■ **DIRECTION 1**
Translate this sentence from the post on pipelined functions into German: "The years have passed, and the limitations were accepted."
■ **DIRECTION 2**
Carry on the post on pipelined functions below, starting right after its last sentence.

■ **SELECTED PASSAGE**
§ §
Pipelined Functions: Better Than DBMS_OUTPUT

In Portability on 2009-11-11 at 15:36

Every now and then I need some PL/SQL that prints something to the terminal. The traditional solution for this is DBMS_OUTPUT.PUT_LINE. If you used it before, you probably know that there are some obstacles:

Don’t forget to set serveroutput on
Don’t forget to set an appropriate buffer size (but there is still a absolute maximum)
Don’t wonder about missing blanks
No way to flush the output

In case you don’t know yet, the first three can be taken care of by issuing the following in SQL*Plus:

set serveroutput on size 1000000 format wrapped;

However, the absolute buffer size limit remains. The years have passed, and the limitations were accepted. Until I noticed that there is an alternative.
§ §
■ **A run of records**
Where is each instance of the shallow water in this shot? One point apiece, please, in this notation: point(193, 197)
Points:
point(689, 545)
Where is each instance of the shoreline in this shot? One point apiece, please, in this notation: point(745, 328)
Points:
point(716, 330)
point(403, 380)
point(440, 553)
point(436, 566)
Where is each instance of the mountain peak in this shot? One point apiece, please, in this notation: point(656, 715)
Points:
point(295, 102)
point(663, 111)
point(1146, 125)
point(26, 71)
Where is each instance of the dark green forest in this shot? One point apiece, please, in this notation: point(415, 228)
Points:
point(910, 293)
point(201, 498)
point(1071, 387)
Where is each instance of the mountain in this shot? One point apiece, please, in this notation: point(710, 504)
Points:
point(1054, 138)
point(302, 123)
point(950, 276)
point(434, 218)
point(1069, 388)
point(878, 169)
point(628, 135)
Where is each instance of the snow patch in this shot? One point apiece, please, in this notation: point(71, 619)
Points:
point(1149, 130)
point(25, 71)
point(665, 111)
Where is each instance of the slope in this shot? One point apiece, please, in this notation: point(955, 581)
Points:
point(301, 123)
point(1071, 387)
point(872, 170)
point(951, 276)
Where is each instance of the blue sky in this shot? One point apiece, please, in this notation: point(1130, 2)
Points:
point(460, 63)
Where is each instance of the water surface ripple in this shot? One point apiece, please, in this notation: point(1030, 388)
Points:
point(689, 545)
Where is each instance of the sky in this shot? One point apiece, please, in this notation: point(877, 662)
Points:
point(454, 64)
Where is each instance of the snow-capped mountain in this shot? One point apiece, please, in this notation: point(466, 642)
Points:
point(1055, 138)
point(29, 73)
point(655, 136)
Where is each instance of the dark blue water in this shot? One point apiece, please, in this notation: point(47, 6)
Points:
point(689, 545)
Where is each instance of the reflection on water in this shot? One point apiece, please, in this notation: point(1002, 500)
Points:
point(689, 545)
§ §
■ **RIGHT ANSWER 1**
Die Jahre sind vergangen, und die Einschränkungen wurden akzeptiert.

■ **RIGHT ANSWER 2**
With release 9iR2, Oracle delivered a package to format the PLAN_TABLE‘s content: DBMS_XPLAN. A very nifty tool which finally rendered the SQLs to format the explain plan useless. But explain plan is not today’s topic; lets just focus in how the formatted plan reaches our screen:

select * from table(DBMS_XPLAN.DISPLAY);

The easiest way to use the package is shown above. It’s obvious that the data is actually fetched by regular select statement. You will also notice this by SQL*Plus artifacts like the feedback line (8 rows selected):

SQL> explain plan for select * from dual;

Explained.

SQL>  select * from table(DBMS_XPLAN.DISPLAY);

PLAN_TABLE_OUTPUT
---------------------------------------------------------------------
Plan hash value: 272002086

---------------------------------------------------------------------
| Id | Operation         | Name | Rows | Bytes | Cost (%CPU)| Time  |
---------------------------------------------------------------------
|  0 | SELECT STATEMENT  |      |    1 |     2 |     2   (0)| 00:01 |
|  1 |  TABLE ACCESS FULL| DUAL |    1 |     2 |     2   (0)| 00:01 |
---------------------------------------------------------------------

8 rows selected.

SQL>

The table you see isn’t actually a table (as the database knows it), it’s just formatted output. When using DBMS_XPLAN, I always noted to myself to investigate this. Some years later, the time has come.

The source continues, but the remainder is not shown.